Records from a data collection
- - - - -
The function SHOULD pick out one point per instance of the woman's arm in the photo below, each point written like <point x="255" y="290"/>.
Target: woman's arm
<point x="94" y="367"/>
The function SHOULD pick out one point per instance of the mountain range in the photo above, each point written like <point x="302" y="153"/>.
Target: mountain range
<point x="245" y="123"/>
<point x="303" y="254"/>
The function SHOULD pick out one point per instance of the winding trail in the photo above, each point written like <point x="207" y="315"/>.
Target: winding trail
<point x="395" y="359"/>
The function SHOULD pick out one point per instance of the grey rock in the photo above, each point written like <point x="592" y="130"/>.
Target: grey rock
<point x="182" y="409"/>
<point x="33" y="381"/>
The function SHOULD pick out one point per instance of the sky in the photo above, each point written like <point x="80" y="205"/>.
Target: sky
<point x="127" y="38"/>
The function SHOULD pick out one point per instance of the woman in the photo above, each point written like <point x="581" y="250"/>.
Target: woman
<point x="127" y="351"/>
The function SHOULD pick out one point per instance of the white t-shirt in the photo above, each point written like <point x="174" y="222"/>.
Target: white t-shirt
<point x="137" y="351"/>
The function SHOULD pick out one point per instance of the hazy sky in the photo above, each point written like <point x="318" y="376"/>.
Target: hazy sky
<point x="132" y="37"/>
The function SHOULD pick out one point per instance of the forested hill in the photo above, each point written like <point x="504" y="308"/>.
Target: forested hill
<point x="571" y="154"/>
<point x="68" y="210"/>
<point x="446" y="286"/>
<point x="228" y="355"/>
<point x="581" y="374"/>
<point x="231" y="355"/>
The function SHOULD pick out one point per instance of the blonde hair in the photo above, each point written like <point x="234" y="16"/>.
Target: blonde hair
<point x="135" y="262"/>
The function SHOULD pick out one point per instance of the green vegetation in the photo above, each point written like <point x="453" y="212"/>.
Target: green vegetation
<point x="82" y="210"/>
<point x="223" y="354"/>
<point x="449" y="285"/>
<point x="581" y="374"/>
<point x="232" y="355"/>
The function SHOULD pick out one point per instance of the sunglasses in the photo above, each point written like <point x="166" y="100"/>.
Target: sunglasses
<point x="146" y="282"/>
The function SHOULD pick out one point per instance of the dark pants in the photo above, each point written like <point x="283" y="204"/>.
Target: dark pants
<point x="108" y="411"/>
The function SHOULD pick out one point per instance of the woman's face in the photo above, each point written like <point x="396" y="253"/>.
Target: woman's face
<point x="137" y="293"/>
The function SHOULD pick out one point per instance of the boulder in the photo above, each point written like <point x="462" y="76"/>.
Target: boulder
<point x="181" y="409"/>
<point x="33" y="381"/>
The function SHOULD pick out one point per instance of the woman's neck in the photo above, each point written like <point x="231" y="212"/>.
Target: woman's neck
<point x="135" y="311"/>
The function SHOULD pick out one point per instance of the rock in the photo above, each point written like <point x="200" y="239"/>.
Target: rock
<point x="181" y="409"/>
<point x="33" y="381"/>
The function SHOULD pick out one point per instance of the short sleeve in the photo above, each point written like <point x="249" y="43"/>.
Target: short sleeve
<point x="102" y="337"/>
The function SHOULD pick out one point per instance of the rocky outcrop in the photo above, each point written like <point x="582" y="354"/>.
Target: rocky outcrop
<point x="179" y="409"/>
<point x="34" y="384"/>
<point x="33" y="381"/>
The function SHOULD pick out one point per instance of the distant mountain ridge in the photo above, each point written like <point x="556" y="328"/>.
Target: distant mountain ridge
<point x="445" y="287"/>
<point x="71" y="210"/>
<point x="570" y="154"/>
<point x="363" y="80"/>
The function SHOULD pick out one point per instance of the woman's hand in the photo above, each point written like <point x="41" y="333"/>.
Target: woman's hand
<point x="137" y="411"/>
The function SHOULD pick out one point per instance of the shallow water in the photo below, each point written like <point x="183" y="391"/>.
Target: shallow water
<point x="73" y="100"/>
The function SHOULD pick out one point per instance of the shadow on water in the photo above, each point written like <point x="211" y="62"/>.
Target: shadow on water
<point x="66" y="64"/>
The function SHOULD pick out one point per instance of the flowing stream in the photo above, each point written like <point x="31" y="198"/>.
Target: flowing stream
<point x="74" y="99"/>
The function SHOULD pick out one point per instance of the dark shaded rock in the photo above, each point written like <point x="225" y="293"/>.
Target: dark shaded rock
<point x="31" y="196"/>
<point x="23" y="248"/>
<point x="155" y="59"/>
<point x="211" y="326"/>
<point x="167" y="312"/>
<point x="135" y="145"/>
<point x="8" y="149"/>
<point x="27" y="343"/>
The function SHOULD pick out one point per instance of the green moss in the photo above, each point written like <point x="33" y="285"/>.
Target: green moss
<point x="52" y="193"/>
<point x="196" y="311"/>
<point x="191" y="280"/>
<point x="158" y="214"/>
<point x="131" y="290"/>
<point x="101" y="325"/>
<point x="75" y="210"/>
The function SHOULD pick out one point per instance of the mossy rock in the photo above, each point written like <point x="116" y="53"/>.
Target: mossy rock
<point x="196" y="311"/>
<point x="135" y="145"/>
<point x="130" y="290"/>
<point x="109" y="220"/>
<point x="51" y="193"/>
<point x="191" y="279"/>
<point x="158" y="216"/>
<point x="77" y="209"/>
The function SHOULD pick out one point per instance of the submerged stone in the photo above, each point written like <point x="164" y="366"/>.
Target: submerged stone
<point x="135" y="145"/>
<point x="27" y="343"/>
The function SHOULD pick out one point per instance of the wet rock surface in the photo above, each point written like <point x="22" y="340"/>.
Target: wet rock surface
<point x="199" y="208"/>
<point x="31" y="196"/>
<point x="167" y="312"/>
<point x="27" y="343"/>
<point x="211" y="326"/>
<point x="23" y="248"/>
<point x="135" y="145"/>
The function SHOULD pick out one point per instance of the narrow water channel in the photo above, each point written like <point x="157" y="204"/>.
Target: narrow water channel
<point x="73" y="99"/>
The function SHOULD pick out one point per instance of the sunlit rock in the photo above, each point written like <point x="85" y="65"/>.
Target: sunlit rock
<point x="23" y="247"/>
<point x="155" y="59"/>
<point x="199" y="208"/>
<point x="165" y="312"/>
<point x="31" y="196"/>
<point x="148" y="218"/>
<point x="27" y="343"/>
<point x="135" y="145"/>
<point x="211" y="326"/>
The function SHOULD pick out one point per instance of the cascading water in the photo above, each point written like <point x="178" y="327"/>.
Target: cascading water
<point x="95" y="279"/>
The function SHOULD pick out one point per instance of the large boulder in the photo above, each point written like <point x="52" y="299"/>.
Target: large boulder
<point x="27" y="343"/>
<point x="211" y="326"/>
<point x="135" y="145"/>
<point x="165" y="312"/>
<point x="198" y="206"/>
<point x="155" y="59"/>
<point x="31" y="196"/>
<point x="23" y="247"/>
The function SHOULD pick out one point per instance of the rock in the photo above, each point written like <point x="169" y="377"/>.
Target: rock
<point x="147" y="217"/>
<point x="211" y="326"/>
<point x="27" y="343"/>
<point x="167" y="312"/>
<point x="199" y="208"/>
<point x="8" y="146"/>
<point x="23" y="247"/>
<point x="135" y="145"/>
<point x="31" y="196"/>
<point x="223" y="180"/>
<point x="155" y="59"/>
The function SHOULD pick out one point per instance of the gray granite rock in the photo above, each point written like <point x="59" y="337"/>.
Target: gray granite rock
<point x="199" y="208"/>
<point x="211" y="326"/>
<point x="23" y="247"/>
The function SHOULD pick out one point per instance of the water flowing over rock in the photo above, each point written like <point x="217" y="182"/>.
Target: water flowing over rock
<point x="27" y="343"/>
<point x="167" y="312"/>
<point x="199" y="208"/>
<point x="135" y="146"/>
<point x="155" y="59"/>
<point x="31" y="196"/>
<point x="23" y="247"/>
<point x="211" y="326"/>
- - - - -
*WHAT YOU WILL DO*
None of the lines above may be skipped. Transcribe each one exactly.

*RESPONSE AREA*
The function SHOULD pick out one point per instance of the woman's arm in the photo below, each point written like <point x="255" y="290"/>.
Target: woman's arm
<point x="94" y="367"/>
The function SHOULD pick out one point per instance of the mountain range in the photo above, each point written like <point x="302" y="153"/>.
Target: mountain range
<point x="245" y="123"/>
<point x="303" y="254"/>
The function SHOULD pick out one point per instance of the winding trail in the photo above, each point written like <point x="207" y="315"/>.
Target: winding trail
<point x="395" y="359"/>
The function SHOULD pick out one point per instance of the grey rock in the photo above, each point written like <point x="592" y="130"/>.
Target: grey rock
<point x="182" y="409"/>
<point x="33" y="381"/>
The function SHOULD pick out one point per instance of the sky in the photo above, each point written like <point x="80" y="205"/>.
Target: sky
<point x="127" y="38"/>
The function SHOULD pick out one point per instance of the woman in the photo above, each point written like <point x="581" y="250"/>.
Target: woman
<point x="127" y="351"/>
The function SHOULD pick out one point per instance of the white t-shirt in the photo above, each point written like <point x="174" y="222"/>.
Target: white t-shirt
<point x="137" y="351"/>
The function SHOULD pick out one point per instance of the hazy sky in the photo above, each point written like <point x="318" y="376"/>.
Target: hazy sky
<point x="132" y="37"/>
The function SHOULD pick out one point per instance of the forested hill in the photo above, each point written like <point x="504" y="308"/>.
Target: forested hill
<point x="571" y="154"/>
<point x="68" y="210"/>
<point x="446" y="286"/>
<point x="228" y="355"/>
<point x="581" y="374"/>
<point x="231" y="355"/>
The function SHOULD pick out one point per instance of the blonde hair in the photo above, each point written like <point x="234" y="16"/>.
Target: blonde hair
<point x="135" y="262"/>
The function SHOULD pick out one point per instance of the green vegetation in the photo above, each point written like <point x="453" y="212"/>.
Target: green vegetation
<point x="82" y="210"/>
<point x="223" y="354"/>
<point x="449" y="285"/>
<point x="581" y="374"/>
<point x="232" y="355"/>
The function SHOULD pick out one point per instance of the sunglasses in the photo above, each point written like <point x="166" y="100"/>.
Target: sunglasses
<point x="146" y="282"/>
The function SHOULD pick out one point per instance of the dark pants in the photo above, each point written like <point x="283" y="204"/>.
Target: dark pants
<point x="108" y="411"/>
The function SHOULD pick out one point per instance of the woman's face in the photo above, each point written like <point x="396" y="253"/>.
Target: woman's face
<point x="137" y="293"/>
The function SHOULD pick out one point per instance of the boulder in the photo above, each point written like <point x="462" y="76"/>.
Target: boulder
<point x="181" y="409"/>
<point x="33" y="381"/>
The function SHOULD pick out one point per instance of the woman's neck in the photo above, each point written like <point x="231" y="212"/>.
Target: woman's neck
<point x="135" y="311"/>
The function SHOULD pick out one point per instance of the rock in the photo above, each point written like <point x="200" y="239"/>.
Target: rock
<point x="181" y="409"/>
<point x="33" y="381"/>
The function SHOULD pick out one point per instance of the short sleeve in the photo above, each point written like <point x="249" y="43"/>.
Target: short sleeve
<point x="102" y="337"/>
The function SHOULD pick out one point per instance of the rocky outcrop in the photo above, each point written like <point x="582" y="354"/>.
Target: rocky outcrop
<point x="179" y="409"/>
<point x="34" y="384"/>
<point x="33" y="381"/>
The function SHOULD pick out one point per instance of the distant mountain ridge in the photo above, each point written like <point x="556" y="328"/>.
Target: distant mountain ridge
<point x="445" y="287"/>
<point x="71" y="210"/>
<point x="570" y="154"/>
<point x="363" y="80"/>
The function SHOULD pick out one point per instance of the woman's hand in the photo above, each point written like <point x="41" y="333"/>.
Target: woman's hand
<point x="137" y="411"/>
The function SHOULD pick out one point per instance of the shallow water in the photo below, each point written like <point x="183" y="391"/>.
Target: shallow water
<point x="73" y="100"/>
The function SHOULD pick out one point per instance of the shadow on water in the photo above, each point written like <point x="211" y="62"/>.
Target: shadow on water
<point x="66" y="64"/>
The function SHOULD pick out one point per instance of the flowing stream in the photo above, each point written like <point x="31" y="198"/>.
Target: flowing stream
<point x="74" y="99"/>
The function SHOULD pick out one point per instance of the dark shaded rock in the photo above, each point written like <point x="225" y="293"/>.
Target: dark shaded rock
<point x="31" y="196"/>
<point x="23" y="248"/>
<point x="155" y="59"/>
<point x="211" y="326"/>
<point x="167" y="312"/>
<point x="135" y="145"/>
<point x="8" y="149"/>
<point x="27" y="343"/>
The function SHOULD pick out one point per instance of the green moss in the photo above, each point written like <point x="33" y="285"/>.
Target: green moss
<point x="52" y="193"/>
<point x="196" y="311"/>
<point x="191" y="280"/>
<point x="158" y="214"/>
<point x="131" y="290"/>
<point x="101" y="325"/>
<point x="75" y="210"/>
The function SHOULD pick out one point per instance of the mossy rock in the photo above, each point written like <point x="116" y="53"/>.
Target: mossy rock
<point x="196" y="311"/>
<point x="135" y="145"/>
<point x="130" y="290"/>
<point x="109" y="220"/>
<point x="51" y="193"/>
<point x="191" y="279"/>
<point x="158" y="216"/>
<point x="77" y="209"/>
The function SHOULD pick out one point per instance of the submerged stone in the photo above, each point written like <point x="164" y="366"/>.
Target: submerged stone
<point x="135" y="145"/>
<point x="27" y="343"/>
The function SHOULD pick out one point per instance of the wet rock surface in the photo above, each point written like <point x="22" y="340"/>.
Target: wet rock surface
<point x="199" y="208"/>
<point x="31" y="196"/>
<point x="167" y="312"/>
<point x="27" y="343"/>
<point x="211" y="326"/>
<point x="23" y="248"/>
<point x="135" y="145"/>
The function SHOULD pick out one point per instance of the narrow water channel in the photo above, each point written like <point x="157" y="204"/>.
Target: narrow water channel
<point x="73" y="99"/>
The function SHOULD pick out one point per instance of the sunlit rock in the photo above, each point written like <point x="85" y="65"/>.
Target: sunlit rock
<point x="23" y="247"/>
<point x="155" y="59"/>
<point x="199" y="208"/>
<point x="165" y="312"/>
<point x="31" y="196"/>
<point x="148" y="218"/>
<point x="27" y="343"/>
<point x="135" y="145"/>
<point x="211" y="326"/>
The function SHOULD pick out one point per instance of the cascading water in the photo above, each point written like <point x="178" y="327"/>.
Target: cascading water
<point x="95" y="279"/>
The function SHOULD pick out one point per instance of the large boulder in the photo above, each point written like <point x="52" y="299"/>.
Target: large boulder
<point x="27" y="343"/>
<point x="211" y="326"/>
<point x="135" y="145"/>
<point x="165" y="312"/>
<point x="198" y="206"/>
<point x="155" y="59"/>
<point x="31" y="196"/>
<point x="23" y="247"/>
The function SHOULD pick out one point per instance of the rock in the photo above, each point written like <point x="169" y="377"/>.
Target: rock
<point x="147" y="217"/>
<point x="211" y="326"/>
<point x="27" y="343"/>
<point x="167" y="312"/>
<point x="199" y="208"/>
<point x="8" y="146"/>
<point x="23" y="247"/>
<point x="135" y="145"/>
<point x="31" y="196"/>
<point x="223" y="180"/>
<point x="155" y="59"/>
The function SHOULD pick out one point per instance of the gray granite rock in the photo above, each point written like <point x="59" y="337"/>.
Target: gray granite rock
<point x="199" y="208"/>
<point x="211" y="326"/>
<point x="23" y="247"/>
The function SHOULD pick out one point per instance of the water flowing over rock in the photo above, each point written like <point x="217" y="182"/>.
Target: water flowing over rock
<point x="27" y="343"/>
<point x="167" y="312"/>
<point x="199" y="208"/>
<point x="135" y="146"/>
<point x="155" y="59"/>
<point x="31" y="196"/>
<point x="23" y="247"/>
<point x="211" y="326"/>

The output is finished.